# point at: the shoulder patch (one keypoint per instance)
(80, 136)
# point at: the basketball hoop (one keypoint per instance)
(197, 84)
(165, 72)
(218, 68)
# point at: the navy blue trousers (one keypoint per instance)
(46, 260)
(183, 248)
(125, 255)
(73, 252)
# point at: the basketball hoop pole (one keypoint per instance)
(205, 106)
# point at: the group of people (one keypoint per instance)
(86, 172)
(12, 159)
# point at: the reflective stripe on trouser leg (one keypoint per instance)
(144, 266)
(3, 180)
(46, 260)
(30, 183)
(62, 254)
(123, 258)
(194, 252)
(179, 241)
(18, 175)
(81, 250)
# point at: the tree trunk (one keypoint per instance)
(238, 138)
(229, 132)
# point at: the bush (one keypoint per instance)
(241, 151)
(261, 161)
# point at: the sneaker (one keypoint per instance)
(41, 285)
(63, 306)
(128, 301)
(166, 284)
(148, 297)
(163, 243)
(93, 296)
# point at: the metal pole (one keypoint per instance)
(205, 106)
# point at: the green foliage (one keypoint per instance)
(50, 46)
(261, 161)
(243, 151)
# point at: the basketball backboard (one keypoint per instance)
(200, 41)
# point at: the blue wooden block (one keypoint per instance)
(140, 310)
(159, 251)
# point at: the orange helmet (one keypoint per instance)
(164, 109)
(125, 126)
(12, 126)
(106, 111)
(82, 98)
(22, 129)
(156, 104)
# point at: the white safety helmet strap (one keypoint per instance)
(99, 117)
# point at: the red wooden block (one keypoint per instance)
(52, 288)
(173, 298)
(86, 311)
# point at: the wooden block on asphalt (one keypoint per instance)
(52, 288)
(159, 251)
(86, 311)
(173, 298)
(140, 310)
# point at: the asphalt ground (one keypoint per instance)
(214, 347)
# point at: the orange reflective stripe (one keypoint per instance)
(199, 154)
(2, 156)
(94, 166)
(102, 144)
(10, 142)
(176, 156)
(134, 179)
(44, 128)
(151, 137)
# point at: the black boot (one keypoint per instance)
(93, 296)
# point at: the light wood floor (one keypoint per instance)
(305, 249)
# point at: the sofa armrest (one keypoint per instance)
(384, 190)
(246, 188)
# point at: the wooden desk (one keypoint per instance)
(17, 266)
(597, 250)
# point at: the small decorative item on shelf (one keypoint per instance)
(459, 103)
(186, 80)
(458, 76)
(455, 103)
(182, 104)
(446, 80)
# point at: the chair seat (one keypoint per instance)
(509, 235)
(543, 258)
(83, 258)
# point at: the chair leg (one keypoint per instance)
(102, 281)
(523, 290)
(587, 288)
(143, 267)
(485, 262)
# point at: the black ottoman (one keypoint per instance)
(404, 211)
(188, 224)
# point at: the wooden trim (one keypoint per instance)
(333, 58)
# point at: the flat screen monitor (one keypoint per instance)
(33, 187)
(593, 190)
● ● ●
Can you write out all the items above again, substituting "toy block" for every occurrence of "wooden block" and leaving everything else unchanged?

* **The reply**
# point at: the shoulder patch (one keypoint per instance)
(80, 136)
# point at: the basketball hoop (one keypoint per instance)
(197, 84)
(165, 72)
(218, 68)
# point at: the navy blue trousers (one keypoint per instance)
(46, 260)
(183, 248)
(125, 255)
(73, 252)
# point at: the basketball hoop pole (one keypoint per instance)
(205, 106)
# point at: the group of people (one keypoint per instance)
(86, 172)
(12, 159)
# point at: the reflective stripe on trouser leg (one keypoint per instance)
(144, 266)
(3, 180)
(46, 260)
(30, 183)
(62, 254)
(123, 258)
(194, 252)
(179, 241)
(18, 175)
(81, 250)
# point at: the tree trunk (one keypoint per instance)
(238, 138)
(229, 132)
# point at: the bush (one keypoint per instance)
(241, 151)
(261, 161)
# point at: the sneaker (one keypoint per instance)
(41, 285)
(63, 306)
(128, 301)
(166, 284)
(148, 297)
(163, 243)
(93, 296)
# point at: the metal pole (one keypoint per instance)
(205, 106)
# point at: the green foliage (one keypoint per instance)
(50, 46)
(261, 161)
(243, 151)
# point at: the basketball backboard (one keypoint per instance)
(200, 41)
# point at: the blue toy block (one keypoint per instance)
(140, 310)
(159, 251)
# point at: the orange helmet (one keypoint per instance)
(164, 109)
(125, 126)
(12, 126)
(106, 111)
(82, 98)
(22, 129)
(156, 104)
# point at: the white safety helmet strap (one keypoint per instance)
(99, 117)
# point at: the red toy block (one keypoint per instance)
(52, 288)
(173, 298)
(86, 311)
# point at: the toy block on asphalt (one keypoint per instance)
(52, 288)
(159, 251)
(86, 311)
(173, 298)
(140, 310)
# point at: the asphalt ground (one keypoint per instance)
(214, 347)
# point at: the orange reflective stripe (one keypoint per instance)
(199, 154)
(2, 156)
(94, 166)
(102, 144)
(10, 142)
(176, 156)
(134, 179)
(44, 128)
(151, 137)
# point at: the black boot (one keypoint per instance)
(93, 296)
# point at: the light wood floor (one keypoint per instance)
(305, 249)
# point at: the sofa armrest (one keypoint per instance)
(384, 190)
(246, 188)
# point at: the wooden desk (one keypoint per instance)
(17, 266)
(597, 250)
# point at: the small decorative item on shelf (one keypoint per instance)
(459, 103)
(186, 80)
(458, 76)
(455, 103)
(182, 104)
(446, 80)
# point at: the chair seat (one keypoint per instance)
(509, 235)
(543, 258)
(83, 258)
# point at: the chair leg (one keypoint per instance)
(102, 281)
(523, 290)
(587, 288)
(143, 267)
(485, 262)
# point at: the black ottoman (one keypoint per instance)
(404, 211)
(188, 224)
# point at: the wooden trim (one keypoint per instance)
(333, 58)
# point at: the flat screen monitor (one keypoint per instance)
(33, 187)
(593, 190)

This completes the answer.